### Data listing
++++

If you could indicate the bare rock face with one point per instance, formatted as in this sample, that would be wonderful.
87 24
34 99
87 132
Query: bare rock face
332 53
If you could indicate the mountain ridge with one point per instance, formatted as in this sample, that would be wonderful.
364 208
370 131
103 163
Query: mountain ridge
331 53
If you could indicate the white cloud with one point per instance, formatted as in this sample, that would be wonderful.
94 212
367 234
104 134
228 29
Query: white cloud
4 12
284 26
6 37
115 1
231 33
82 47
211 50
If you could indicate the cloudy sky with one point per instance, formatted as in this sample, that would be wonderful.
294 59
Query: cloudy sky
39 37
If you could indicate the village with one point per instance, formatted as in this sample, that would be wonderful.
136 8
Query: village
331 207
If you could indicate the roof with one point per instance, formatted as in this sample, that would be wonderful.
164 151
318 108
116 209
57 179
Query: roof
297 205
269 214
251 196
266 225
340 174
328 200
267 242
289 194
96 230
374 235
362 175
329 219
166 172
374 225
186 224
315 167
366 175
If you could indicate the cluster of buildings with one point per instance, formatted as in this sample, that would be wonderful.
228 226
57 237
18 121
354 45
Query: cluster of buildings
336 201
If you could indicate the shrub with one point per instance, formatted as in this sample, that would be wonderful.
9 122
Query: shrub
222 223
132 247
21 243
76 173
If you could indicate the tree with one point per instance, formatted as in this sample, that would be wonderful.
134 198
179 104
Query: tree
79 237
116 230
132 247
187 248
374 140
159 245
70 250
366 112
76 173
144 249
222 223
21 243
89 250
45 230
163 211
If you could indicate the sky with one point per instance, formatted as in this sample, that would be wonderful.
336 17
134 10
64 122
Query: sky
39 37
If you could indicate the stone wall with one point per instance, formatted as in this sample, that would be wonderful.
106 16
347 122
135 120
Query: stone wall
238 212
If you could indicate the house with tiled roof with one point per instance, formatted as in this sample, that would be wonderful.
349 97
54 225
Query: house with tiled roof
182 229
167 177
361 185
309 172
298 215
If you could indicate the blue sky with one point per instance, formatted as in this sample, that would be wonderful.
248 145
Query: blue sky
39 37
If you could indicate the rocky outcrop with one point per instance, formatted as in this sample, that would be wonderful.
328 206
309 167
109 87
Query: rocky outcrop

++++

### Objective
Take the line holding "If you could indicate the cloudy" and all lines after it through the end of the data, and set them down exactly.

### Complete response
If you could indicate the cloudy sky with one point per instance, formatted as in this sample, that would be wonderful.
294 59
Query: cloudy sky
39 37
If you could indicate the village with one point per instance, formatted as in this sample, that would be wonderful.
136 8
Query: village
331 207
If you could indicate the roof with one point per instance, formatted as in this sample, that would be wonderful.
164 151
318 108
116 209
57 179
Query: roof
297 205
269 214
251 196
266 225
340 174
328 200
267 242
289 194
96 230
374 235
362 175
329 219
166 172
374 225
186 224
315 167
366 175
If you could indicate the cluster of buildings with one point per instance, formatted as in this sample, that would be wonderful.
228 226
57 237
18 121
354 45
Query: cluster of buildings
336 201
If you could indicate the shrub with one point per instance, formatted as in this sample, that would be wonderful.
9 122
Query: shrub
222 223
132 247
21 243
76 173
If you could indicate the tree with one point per instance, formatted as in this sample, that would be wonderful.
134 198
179 104
Query: tree
79 237
116 230
132 247
187 248
374 140
159 245
70 250
366 112
76 173
144 249
222 223
21 243
89 250
45 230
163 211
If you could indicate the sky with one point per instance, formatted as in this sample, that would be wonderful.
336 17
134 10
64 122
Query: sky
39 37
If you could indicate the stone wall with one point per instance, formatted as in this sample, that would be wonderful.
106 16
347 122
135 120
Query: stone wall
238 212
If you could indicate the house with tiled roof with one point per instance, formatted as in this sample, that would be wonderful.
349 97
54 225
Query: house with tiled roof
182 229
167 177
361 185
309 172
298 215
If you could indicate the blue sky with one point per instance, formatted as in this sample, that would be wonderful.
248 145
Query: blue sky
39 37
If you could indicate the rocky outcrop with one point per instance, formatted as in this sample, that would be wonderful.
328 206
309 167
109 87
Query: rocky outcrop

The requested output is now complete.